ПРИВЕДЁННЫЙ ФРАГМЕНТ:

%%

Все метрики namespace'нуты kontinuum_node_<subsystem>_<metric_name>. Labels — minimal, чтобы не cardinality explosion.

Network / DHT

Metric	Type	Labels	Description
`kontinuum_node_dht_lookups_total`	counter	`dht_namespace`, `result`	DHT lookups by namespace, success/timeout/error
`kontinuum_node_dht_lookup_duration_seconds`	histogram	`dht_namespace`	DHT lookup latency distribution
`kontinuum_node_dht_records_count`	gauge	`dht_namespace`	Records stored per namespace
`kontinuum_node_dht_routing_table_size`	gauge	`dht_namespace`	k-buckets entry count per namespace
`kontinuum_node_dht_put_total`	counter	`dht_namespace`, `result`	DhtPut operations
`kontinuum_node_dht_quarantined_records`	gauge	`dht_namespace`	Records в quarantine для atomic transactions
`kontinuum_node_peers_connected`	gauge	`tier`	Live peer connections by tier
`kontinuum_node_peers_discovered_total`	counter		Total peers ever discovered
`kontinuum_node_peer_handshakes_total`	counter	`result`	NodeHello handshakes — accepted/rejected

Storage

Metric	Type	Labels	Description
`kontinuum_node_storage_used_bytes`	gauge	`kind`	Used storage by kind (dht/cache/blobs/mailbox)
`kontinuum_node_storage_capacity_bytes`	gauge	`kind`	Capacity by kind
`kontinuum_node_s3_requests_total`	counter	`operation`, `result`	PUT/GET/DELETE/HEAD — succeeded/4xx/5xx
`kontinuum_node_s3_request_duration_seconds`	histogram	`operation`	Request latency
`kontinuum_node_s3_bytes_read_total`	counter		Read traffic out (egress)
`kontinuum_node_s3_bytes_written_total`	counter		Write traffic in (ingress)
`kontinuum_node_presign_requests_total`	counter	`result`	Auth-shim presign requests
`kontinuum_node_presign_auth_failures_total`	counter	`reason`	Invalid signature / not member / etc.

Replication

Metric	Type	Labels	Description
`kontinuum_node_replication_factor_current`	histogram	`space_id`	Actual RF distribution per space (bucketed)

%%

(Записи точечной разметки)
%%

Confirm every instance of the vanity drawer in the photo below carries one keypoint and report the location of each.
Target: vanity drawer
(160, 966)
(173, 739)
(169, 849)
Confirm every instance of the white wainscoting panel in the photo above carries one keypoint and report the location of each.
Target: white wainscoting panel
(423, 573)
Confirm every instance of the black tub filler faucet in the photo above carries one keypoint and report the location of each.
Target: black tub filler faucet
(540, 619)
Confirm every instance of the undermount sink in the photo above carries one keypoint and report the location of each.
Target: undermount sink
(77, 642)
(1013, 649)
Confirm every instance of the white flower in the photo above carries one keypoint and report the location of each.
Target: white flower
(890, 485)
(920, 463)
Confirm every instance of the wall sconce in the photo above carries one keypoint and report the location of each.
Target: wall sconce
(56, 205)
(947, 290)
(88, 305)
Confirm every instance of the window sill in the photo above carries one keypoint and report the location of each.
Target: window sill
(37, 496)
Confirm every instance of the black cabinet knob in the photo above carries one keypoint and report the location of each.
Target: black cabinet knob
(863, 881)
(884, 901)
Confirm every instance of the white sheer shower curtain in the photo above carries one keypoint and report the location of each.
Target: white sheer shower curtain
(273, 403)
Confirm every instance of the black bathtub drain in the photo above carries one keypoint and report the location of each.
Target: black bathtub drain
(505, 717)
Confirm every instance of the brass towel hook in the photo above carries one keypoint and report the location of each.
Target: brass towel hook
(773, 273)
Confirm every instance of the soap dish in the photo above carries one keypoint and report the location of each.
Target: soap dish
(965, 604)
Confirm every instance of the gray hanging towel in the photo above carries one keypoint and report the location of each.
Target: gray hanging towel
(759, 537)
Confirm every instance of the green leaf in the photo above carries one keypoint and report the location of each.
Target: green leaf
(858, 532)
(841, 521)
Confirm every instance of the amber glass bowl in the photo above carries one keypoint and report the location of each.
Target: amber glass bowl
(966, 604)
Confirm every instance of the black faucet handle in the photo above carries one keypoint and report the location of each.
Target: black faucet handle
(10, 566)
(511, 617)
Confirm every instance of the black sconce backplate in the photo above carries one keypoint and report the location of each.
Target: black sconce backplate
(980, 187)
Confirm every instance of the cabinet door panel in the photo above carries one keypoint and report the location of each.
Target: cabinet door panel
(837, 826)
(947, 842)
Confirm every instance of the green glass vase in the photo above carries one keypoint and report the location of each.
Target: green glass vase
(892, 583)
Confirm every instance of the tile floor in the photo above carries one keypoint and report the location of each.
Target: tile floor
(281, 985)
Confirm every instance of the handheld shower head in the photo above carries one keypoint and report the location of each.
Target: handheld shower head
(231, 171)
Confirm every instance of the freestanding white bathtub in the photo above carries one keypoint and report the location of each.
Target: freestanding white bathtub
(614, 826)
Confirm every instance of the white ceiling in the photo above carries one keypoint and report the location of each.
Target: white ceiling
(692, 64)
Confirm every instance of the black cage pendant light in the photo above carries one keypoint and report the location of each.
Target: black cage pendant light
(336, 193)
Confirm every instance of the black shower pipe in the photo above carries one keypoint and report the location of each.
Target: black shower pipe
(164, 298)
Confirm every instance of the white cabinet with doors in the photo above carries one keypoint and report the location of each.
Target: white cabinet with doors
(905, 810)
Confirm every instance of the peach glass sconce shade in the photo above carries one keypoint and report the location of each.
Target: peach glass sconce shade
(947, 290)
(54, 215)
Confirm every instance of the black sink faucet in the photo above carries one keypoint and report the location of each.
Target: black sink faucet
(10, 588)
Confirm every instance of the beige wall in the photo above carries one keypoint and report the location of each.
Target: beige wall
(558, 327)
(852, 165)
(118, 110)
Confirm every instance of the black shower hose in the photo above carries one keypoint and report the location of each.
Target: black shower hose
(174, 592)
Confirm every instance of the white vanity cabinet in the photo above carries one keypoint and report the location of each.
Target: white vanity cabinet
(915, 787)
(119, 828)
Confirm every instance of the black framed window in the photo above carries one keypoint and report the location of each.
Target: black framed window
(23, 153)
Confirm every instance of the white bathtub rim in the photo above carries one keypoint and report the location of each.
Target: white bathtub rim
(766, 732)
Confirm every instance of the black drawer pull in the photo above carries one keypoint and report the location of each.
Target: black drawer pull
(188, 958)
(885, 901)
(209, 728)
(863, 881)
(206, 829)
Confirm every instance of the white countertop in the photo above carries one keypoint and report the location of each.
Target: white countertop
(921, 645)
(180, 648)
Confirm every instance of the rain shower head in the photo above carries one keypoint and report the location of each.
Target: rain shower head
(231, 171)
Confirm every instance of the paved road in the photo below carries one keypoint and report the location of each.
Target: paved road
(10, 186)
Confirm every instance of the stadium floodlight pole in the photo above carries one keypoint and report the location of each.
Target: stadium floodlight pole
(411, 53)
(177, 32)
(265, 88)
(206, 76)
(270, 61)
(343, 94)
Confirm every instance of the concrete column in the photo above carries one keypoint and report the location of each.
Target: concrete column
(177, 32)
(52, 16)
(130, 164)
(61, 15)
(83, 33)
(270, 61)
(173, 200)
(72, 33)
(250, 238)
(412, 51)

%%

ПИСЬМЕННОЕ ЗАДАНИЕ: Какие виды хранилища перечислены во фрагменте о метриках в описании метрики kontinuum_node_storage_used_bytes? Строки никак не связаны с фрагментом о метриках.

РЕЗУЛЬТАТ НИЖЕ: dht, cache, blobs и mailbox.